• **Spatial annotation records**
========================================

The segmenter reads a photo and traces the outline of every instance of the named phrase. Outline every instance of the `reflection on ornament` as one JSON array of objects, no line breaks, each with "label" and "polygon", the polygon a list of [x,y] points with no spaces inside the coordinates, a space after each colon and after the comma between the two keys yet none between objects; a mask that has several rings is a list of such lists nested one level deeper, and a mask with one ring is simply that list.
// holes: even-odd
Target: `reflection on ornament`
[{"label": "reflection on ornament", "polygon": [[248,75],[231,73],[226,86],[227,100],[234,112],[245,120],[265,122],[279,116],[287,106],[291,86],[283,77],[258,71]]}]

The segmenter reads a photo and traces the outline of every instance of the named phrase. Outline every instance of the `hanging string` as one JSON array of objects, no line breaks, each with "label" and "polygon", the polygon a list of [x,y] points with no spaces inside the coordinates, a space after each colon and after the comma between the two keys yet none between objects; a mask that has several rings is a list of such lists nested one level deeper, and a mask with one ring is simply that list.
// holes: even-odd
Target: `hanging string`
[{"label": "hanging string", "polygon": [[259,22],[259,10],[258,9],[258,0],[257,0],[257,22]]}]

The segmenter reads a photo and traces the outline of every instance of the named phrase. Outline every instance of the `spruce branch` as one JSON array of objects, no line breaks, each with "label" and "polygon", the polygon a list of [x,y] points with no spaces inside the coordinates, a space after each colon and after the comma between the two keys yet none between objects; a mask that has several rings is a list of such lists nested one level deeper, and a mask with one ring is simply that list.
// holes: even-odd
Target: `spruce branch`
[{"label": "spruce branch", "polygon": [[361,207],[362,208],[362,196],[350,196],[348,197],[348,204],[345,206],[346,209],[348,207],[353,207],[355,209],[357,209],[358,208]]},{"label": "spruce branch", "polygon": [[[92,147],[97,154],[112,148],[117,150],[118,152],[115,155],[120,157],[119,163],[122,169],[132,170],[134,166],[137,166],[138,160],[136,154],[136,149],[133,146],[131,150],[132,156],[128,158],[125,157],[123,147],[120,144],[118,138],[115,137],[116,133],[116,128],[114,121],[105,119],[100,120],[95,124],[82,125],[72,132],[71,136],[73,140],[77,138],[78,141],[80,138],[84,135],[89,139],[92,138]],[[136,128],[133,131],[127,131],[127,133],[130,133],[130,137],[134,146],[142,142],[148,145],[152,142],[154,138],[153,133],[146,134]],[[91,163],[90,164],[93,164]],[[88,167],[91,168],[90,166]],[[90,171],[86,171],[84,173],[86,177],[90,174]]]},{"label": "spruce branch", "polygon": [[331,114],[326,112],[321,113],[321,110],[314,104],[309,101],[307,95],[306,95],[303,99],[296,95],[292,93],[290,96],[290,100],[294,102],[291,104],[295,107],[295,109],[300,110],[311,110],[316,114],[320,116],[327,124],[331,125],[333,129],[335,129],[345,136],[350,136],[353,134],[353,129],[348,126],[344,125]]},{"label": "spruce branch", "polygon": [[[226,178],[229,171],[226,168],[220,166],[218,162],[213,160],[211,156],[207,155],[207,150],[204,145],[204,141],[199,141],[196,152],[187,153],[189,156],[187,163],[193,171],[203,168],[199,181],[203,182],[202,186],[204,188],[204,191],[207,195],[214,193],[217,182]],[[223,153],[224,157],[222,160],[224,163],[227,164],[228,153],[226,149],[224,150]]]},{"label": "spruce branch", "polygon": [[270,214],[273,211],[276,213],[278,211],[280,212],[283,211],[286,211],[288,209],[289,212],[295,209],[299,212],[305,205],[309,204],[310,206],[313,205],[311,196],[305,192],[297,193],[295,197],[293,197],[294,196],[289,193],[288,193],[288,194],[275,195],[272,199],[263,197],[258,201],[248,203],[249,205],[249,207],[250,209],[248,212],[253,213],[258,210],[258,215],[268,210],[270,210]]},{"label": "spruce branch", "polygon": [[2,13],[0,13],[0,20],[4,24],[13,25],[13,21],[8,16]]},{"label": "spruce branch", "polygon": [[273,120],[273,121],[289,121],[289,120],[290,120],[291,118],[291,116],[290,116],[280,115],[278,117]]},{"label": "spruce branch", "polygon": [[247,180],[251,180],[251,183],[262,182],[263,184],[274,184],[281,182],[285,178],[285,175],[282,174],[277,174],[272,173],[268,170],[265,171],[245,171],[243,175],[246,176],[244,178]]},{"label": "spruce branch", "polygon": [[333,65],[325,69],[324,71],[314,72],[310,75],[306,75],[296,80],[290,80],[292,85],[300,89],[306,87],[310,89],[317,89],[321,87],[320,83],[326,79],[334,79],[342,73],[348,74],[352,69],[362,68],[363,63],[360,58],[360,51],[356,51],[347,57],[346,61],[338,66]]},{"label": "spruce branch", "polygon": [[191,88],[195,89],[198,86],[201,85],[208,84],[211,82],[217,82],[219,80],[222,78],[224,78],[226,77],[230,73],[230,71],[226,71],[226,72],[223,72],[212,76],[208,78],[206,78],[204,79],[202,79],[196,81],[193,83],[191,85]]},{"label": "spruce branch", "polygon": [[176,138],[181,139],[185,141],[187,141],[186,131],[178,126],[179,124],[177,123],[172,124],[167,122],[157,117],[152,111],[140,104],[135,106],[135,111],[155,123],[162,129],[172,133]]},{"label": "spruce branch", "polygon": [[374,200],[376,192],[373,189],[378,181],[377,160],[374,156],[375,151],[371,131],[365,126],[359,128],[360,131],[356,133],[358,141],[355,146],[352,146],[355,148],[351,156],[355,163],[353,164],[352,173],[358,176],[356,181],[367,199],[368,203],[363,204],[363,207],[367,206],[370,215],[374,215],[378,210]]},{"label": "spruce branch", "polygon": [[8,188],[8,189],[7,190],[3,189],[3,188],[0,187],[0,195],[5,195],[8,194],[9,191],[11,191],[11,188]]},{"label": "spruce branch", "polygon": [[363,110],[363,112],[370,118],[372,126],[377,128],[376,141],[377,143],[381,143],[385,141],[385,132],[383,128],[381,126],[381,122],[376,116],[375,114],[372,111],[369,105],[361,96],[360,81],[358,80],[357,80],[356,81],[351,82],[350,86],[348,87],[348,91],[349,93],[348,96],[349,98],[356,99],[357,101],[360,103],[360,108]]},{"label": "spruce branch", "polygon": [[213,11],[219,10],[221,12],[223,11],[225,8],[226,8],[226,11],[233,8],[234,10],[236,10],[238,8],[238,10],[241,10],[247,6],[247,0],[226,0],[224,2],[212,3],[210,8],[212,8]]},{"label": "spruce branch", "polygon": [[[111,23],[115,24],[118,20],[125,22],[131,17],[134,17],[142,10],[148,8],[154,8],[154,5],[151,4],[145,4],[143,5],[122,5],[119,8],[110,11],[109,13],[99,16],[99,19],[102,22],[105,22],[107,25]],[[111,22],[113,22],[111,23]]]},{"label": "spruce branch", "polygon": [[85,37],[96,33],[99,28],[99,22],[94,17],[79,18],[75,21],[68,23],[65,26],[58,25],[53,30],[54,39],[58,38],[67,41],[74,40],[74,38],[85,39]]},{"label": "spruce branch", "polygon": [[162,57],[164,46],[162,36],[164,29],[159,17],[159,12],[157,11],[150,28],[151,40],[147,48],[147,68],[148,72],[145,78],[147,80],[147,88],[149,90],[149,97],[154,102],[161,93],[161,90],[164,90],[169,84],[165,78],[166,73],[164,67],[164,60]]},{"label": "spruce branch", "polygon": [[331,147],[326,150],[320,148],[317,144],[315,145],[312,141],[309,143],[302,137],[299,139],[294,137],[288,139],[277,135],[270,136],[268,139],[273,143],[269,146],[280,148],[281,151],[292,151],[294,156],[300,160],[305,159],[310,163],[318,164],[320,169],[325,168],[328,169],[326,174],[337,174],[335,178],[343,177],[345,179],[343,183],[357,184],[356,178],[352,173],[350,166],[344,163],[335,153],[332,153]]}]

========================================

• **Requirement**
Count the lines in the material above that contain the string "hanging", and give only the number.

• **Answer in full**
3